Entries supplied:
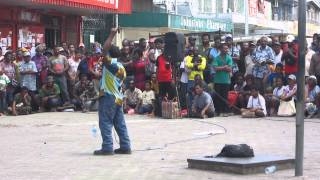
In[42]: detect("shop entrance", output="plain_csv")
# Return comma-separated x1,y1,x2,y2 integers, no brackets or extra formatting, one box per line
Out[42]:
45,28,61,49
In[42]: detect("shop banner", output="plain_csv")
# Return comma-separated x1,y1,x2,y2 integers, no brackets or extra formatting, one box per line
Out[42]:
169,15,233,32
68,0,118,9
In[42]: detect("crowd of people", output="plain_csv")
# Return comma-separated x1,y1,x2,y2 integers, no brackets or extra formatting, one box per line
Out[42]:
0,30,320,119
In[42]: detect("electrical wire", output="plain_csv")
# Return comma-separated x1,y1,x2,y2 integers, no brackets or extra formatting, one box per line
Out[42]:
113,118,228,152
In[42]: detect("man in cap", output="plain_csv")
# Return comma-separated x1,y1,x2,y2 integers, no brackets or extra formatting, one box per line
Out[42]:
19,51,38,110
19,51,37,90
252,36,275,94
94,27,131,155
48,46,71,106
273,42,283,66
282,38,298,78
39,76,61,112
244,42,256,76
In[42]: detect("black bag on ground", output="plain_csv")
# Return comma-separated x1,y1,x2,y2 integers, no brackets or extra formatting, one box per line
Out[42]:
216,144,254,158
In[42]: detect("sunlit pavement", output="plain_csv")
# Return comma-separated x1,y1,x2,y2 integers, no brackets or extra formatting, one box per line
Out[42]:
0,112,318,180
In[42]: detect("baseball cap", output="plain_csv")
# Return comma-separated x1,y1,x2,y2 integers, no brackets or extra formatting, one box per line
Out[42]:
308,75,317,81
22,51,31,57
288,74,296,80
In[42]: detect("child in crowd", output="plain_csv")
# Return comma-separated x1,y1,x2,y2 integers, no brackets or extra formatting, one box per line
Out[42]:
11,86,32,115
266,63,285,88
267,77,285,116
137,81,155,115
236,74,254,109
124,80,142,113
241,86,267,118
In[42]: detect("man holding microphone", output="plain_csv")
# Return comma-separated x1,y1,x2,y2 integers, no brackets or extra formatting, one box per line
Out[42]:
94,27,131,156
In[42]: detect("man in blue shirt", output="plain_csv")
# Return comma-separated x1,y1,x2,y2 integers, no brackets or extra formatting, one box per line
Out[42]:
94,28,131,156
252,36,274,94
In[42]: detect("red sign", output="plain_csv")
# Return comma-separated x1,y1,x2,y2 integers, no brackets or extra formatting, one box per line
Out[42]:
31,0,131,14
68,0,118,9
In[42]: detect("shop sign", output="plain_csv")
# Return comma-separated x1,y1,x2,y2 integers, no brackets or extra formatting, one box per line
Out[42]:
68,0,118,9
20,10,41,23
169,15,233,32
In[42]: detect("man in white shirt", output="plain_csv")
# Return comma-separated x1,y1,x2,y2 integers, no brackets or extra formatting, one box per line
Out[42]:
179,57,190,110
241,86,267,117
273,42,283,65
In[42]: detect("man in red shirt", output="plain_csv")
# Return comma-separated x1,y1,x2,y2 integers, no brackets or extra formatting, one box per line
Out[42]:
282,40,299,77
156,54,176,100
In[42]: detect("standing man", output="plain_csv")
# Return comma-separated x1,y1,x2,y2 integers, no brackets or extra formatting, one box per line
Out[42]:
48,47,71,105
309,47,320,85
213,44,233,117
19,51,38,110
252,36,274,94
200,33,213,84
94,27,131,155
32,44,48,88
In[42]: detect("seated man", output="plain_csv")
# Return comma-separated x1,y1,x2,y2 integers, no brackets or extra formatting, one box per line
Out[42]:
236,74,254,109
80,82,99,113
305,75,320,117
72,74,90,109
264,77,285,116
241,86,267,118
39,76,61,112
194,74,209,93
124,80,142,113
11,86,32,116
192,83,215,118
137,81,155,115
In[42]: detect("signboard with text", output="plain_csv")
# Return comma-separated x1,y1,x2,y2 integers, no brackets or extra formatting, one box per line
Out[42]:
169,15,233,32
68,0,118,9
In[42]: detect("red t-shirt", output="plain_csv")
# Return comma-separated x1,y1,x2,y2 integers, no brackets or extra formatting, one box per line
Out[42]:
156,55,172,82
89,56,102,79
284,44,299,74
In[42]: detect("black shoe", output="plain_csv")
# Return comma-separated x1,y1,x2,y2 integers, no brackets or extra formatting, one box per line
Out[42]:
114,148,132,154
93,149,114,156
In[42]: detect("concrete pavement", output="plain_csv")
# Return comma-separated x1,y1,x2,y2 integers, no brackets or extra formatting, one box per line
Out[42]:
0,112,319,180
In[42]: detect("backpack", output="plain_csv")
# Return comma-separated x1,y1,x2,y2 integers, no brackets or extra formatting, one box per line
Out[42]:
216,144,254,158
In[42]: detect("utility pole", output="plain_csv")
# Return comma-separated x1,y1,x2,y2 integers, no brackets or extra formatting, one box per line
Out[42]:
295,0,306,176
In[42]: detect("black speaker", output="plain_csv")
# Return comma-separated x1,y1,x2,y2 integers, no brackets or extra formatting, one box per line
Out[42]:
164,32,185,63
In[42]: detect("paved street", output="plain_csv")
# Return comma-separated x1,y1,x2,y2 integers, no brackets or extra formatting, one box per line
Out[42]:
0,113,319,180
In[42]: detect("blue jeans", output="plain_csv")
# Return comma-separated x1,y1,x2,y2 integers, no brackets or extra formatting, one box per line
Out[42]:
187,80,195,114
99,94,131,151
138,104,153,114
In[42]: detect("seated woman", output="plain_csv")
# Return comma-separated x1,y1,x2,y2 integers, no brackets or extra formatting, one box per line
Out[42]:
137,81,155,115
264,77,285,116
281,74,297,101
192,83,215,118
39,76,62,112
241,86,267,118
305,75,320,117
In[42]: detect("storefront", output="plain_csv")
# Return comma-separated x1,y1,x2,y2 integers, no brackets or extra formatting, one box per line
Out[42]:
0,0,132,52
118,12,233,40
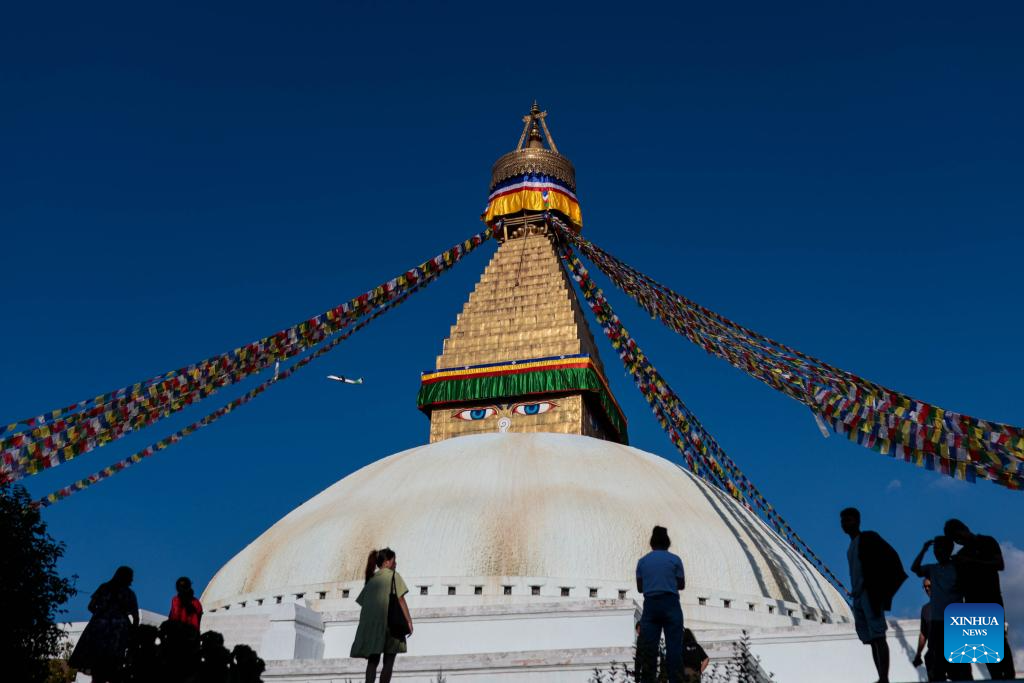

Goal of the exercise:
Look over the material above and report each line holding "blue".

Output for this task:
In[42]: detect("man in blue shirt", output="plain_csv")
In[42]: detect("blue jeans", output="plain_csv")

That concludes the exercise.